Task prompt: Reproduce only the data starting at the line containing "Kindly mark the innermost point of each instance of the side" and ending at the line containing "(1074, 215)", both included, with every request kept unchanged. Shift each coordinate in the answers by adding 78 to both of its values.

Extracted entries:
◆ ◆ ◆ ◆ ◆ ◆ ◆
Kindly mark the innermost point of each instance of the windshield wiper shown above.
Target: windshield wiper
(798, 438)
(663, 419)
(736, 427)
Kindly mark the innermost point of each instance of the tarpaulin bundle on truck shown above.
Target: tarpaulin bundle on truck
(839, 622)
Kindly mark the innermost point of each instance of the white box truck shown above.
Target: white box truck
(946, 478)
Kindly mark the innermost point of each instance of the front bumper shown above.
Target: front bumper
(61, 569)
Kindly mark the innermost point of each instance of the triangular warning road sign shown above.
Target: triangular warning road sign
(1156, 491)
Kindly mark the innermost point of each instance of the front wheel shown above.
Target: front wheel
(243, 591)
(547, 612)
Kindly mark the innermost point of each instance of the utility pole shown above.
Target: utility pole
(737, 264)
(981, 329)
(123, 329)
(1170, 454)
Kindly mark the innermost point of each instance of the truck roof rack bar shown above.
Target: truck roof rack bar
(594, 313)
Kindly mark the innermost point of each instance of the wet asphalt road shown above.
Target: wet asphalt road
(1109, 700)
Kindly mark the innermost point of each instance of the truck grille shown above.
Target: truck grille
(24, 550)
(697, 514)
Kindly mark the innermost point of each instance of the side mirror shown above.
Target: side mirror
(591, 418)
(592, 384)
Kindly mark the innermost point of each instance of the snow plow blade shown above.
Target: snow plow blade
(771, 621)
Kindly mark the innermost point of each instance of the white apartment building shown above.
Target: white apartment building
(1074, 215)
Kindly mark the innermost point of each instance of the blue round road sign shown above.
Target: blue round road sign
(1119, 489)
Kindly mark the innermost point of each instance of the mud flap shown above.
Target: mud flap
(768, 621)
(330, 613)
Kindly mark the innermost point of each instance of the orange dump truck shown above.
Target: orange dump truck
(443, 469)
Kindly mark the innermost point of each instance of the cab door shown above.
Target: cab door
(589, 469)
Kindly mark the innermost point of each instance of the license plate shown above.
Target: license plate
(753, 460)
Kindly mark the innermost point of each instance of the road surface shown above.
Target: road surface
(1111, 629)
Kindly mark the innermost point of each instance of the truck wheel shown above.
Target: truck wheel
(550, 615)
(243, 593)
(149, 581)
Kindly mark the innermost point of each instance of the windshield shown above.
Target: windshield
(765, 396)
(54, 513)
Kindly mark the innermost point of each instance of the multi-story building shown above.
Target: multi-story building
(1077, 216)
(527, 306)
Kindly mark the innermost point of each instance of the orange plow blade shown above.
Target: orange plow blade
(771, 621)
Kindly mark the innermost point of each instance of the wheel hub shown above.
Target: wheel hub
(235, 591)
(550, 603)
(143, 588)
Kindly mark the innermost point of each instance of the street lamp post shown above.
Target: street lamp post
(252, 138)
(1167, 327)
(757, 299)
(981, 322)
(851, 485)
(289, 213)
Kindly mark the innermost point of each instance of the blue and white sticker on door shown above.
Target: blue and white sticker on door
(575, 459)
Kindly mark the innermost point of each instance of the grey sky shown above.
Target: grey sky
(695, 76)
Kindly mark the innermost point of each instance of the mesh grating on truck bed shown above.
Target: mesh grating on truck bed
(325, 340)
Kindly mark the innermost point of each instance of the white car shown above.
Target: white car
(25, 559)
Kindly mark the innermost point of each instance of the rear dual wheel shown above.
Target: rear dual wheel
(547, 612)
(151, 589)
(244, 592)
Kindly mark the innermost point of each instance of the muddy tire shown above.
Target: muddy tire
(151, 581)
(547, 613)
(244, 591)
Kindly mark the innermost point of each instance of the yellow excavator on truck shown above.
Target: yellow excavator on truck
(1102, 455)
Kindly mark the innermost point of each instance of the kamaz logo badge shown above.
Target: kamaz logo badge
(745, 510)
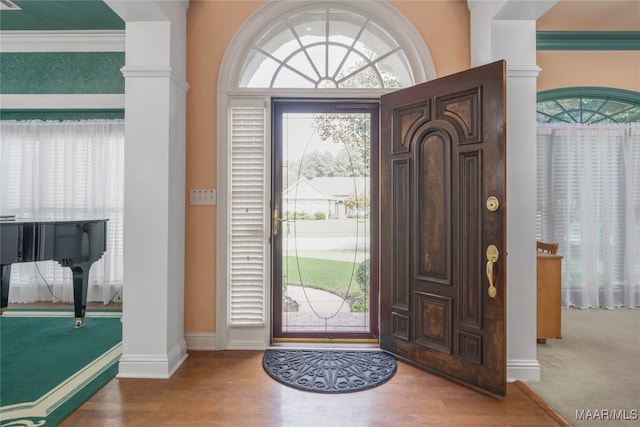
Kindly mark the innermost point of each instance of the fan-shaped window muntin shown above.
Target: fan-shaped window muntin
(589, 108)
(326, 48)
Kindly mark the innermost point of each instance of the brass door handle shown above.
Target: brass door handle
(492, 257)
(276, 222)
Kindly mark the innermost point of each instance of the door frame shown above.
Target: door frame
(320, 105)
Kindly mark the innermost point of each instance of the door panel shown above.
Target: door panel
(442, 157)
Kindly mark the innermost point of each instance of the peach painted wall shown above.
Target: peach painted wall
(614, 69)
(210, 27)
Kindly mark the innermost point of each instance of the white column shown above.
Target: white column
(155, 107)
(507, 30)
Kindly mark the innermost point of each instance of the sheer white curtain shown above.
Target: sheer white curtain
(589, 203)
(58, 170)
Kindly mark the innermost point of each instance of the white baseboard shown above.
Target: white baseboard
(201, 340)
(152, 366)
(523, 370)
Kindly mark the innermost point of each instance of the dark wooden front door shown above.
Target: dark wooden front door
(442, 222)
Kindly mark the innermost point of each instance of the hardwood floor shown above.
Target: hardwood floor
(230, 388)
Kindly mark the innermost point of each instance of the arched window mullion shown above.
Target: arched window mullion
(583, 119)
(588, 105)
(367, 64)
(303, 48)
(352, 48)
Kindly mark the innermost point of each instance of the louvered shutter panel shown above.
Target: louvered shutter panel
(248, 216)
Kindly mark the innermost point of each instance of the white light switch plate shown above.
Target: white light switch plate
(202, 197)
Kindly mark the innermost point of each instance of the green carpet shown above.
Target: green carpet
(48, 367)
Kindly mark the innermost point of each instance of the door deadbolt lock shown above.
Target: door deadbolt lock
(492, 204)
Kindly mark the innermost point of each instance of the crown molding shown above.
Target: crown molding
(62, 101)
(62, 41)
(588, 40)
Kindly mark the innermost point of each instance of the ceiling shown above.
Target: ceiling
(567, 15)
(60, 15)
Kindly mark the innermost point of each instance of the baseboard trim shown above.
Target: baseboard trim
(152, 366)
(201, 341)
(523, 370)
(542, 404)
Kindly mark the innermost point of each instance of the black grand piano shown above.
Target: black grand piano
(74, 244)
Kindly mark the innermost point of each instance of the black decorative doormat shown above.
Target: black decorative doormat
(329, 371)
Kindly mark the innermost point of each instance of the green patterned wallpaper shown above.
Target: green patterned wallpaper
(61, 73)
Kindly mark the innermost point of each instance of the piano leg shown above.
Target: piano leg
(80, 287)
(5, 274)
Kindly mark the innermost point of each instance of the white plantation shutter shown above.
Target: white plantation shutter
(248, 216)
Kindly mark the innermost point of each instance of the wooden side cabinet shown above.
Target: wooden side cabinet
(549, 274)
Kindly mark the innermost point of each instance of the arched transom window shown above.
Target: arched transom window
(588, 106)
(326, 47)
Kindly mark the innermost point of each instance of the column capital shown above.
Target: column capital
(150, 71)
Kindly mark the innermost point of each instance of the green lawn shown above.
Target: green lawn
(330, 275)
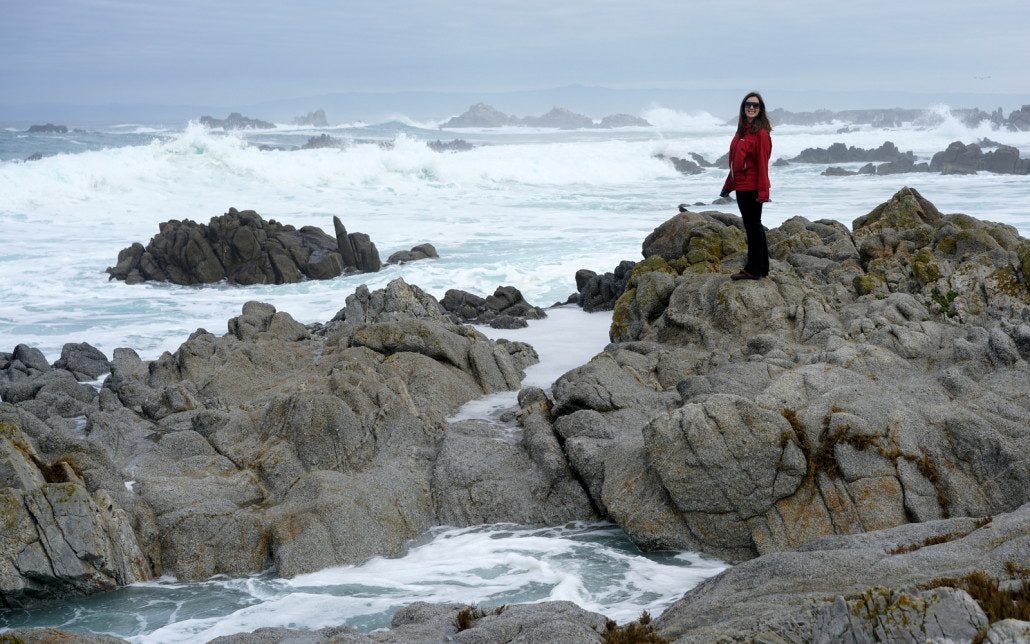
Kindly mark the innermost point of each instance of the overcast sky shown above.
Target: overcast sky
(179, 52)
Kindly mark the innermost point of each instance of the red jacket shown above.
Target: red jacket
(749, 163)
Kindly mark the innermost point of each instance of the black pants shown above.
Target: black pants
(758, 249)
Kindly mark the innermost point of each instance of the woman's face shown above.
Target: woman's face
(752, 106)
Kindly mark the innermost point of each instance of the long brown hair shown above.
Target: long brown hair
(761, 122)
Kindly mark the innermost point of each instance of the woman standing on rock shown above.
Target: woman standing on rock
(749, 175)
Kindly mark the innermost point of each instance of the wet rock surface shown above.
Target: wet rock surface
(274, 444)
(243, 248)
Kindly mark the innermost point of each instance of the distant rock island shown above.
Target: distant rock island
(48, 128)
(315, 119)
(483, 115)
(892, 117)
(236, 121)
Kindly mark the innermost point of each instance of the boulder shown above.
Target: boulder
(947, 580)
(838, 153)
(48, 128)
(242, 248)
(314, 119)
(421, 251)
(454, 145)
(507, 308)
(274, 444)
(236, 121)
(825, 400)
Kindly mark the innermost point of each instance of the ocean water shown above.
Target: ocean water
(525, 207)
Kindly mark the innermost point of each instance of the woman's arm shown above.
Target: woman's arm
(764, 151)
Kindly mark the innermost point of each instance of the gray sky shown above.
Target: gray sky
(179, 52)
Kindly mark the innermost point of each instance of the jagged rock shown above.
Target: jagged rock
(57, 539)
(839, 384)
(83, 361)
(623, 121)
(481, 115)
(599, 293)
(838, 153)
(684, 166)
(505, 309)
(273, 444)
(236, 121)
(315, 119)
(906, 583)
(322, 140)
(960, 159)
(421, 251)
(242, 248)
(48, 128)
(455, 145)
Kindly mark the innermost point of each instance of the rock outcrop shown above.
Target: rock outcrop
(947, 580)
(47, 128)
(967, 159)
(879, 377)
(236, 121)
(838, 153)
(274, 444)
(421, 251)
(314, 119)
(483, 115)
(242, 248)
(507, 308)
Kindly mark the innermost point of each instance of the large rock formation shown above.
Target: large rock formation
(879, 377)
(274, 444)
(242, 248)
(962, 159)
(313, 119)
(47, 128)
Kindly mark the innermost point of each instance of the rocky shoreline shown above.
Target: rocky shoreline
(852, 432)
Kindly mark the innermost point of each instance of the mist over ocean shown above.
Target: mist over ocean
(525, 207)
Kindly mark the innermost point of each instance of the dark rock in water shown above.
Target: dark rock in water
(967, 159)
(623, 121)
(83, 361)
(356, 249)
(243, 248)
(323, 140)
(421, 251)
(682, 165)
(702, 162)
(48, 128)
(276, 443)
(505, 309)
(455, 145)
(236, 121)
(315, 119)
(481, 115)
(1020, 120)
(558, 117)
(838, 153)
(598, 293)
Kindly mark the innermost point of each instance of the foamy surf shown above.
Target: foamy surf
(592, 565)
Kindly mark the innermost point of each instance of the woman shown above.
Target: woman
(749, 175)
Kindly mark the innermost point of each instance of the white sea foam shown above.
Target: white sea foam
(526, 208)
(590, 565)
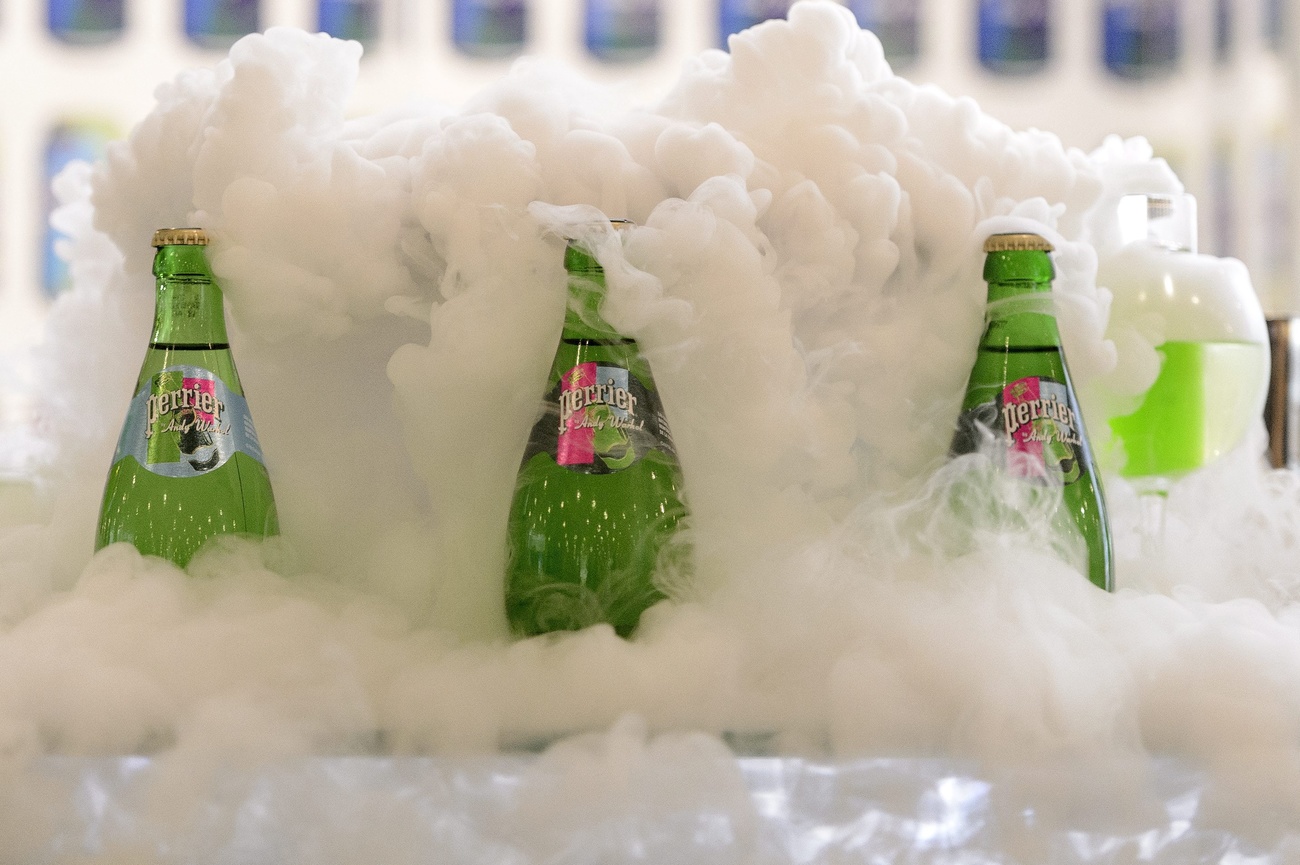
◆ ◆ ◆ ◆ ◆ ◆ ◆
Solution to the problem:
Kindly mark the innermost point of each instance of the side mirror shown above.
Target: side mirror
(669, 496)
(670, 462)
Kindly mark the innermost point of each instance of the snow plow blade shown above.
Target: snow plow blade
(849, 699)
Kindly mark the innermost point of each instance of the white apartment building shown above.
Target: white apartment building
(1152, 293)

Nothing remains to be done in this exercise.